Supplied text:
## START

Flowers of Abeyance

Flowerville, who takes her name from Leopold Bloom’s “erigible or erected residence,”Image has published a book of photograms with Corbel Stone Press.

Like other work from a press that values paper and typeface and image and ideas (see my thoughts on Richard Skelton’s Landings here), this is a book of almost transcendent beauty.

And transcendent beauty may be the subject of the book as well.

These images are called “flowers of abeyance.” They are flowers in suspension, flowers of, in the root sense, desire.

We desire what we don’t have.

We don’t have these flowers.

Realistic landscape photographs give us a sense that we are seeing the real thing. They make us forget Kant’s insight about das Ding an sich (the thing in and of itself), his assertion that we know flowers only through our intermediary structures of knowing. The act of representation, of re-presenting flowers as photographs is an act of knowing through chemicals and colors and papers and lenses. Realistic photos make us forget that fact.

These are not such photos. Flowerville’s photograms are conjured on chemically treated glass plates. These are shadow images printed from the front and then again from the back, the back image slightly blurry when compared to the front one — a comparison a reader can make by turning from the odd-numbered page to the following even-numbered page: front and then back.

## END

Stored data:
## START

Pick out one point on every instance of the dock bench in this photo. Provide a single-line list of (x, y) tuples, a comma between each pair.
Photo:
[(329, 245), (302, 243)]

## END

Challenges:
**A.** Quote the stretch of the review from "Flowerville, who takes" through "root sense, desire.".
**B.** Translate this sentence from the review into Spanish: "Flowerville’s photograms are conjured on chemically treated glass plates."
The material above is separate from the review.

Task-by-task outputs:
**A.**
Flowerville, who takes her name from Leopold Bloom’s “erigible or erected residence,”Image has published a book of photograms with Corbel Stone Press.

Like other work from a press that values paper and typeface and image and ideas (see my thoughts on Richard Skelton’s Landings here), this is a book of almost transcendent beauty.

And transcendent beauty may be the subject of the book as well.

These images are called “flowers of abeyance.” They are flowers in suspension, flowers of, in the root sense, desire.

**B.** Los fotogramas de Flowerville se conjuran sobre placas de vidrio tratadas químicamente.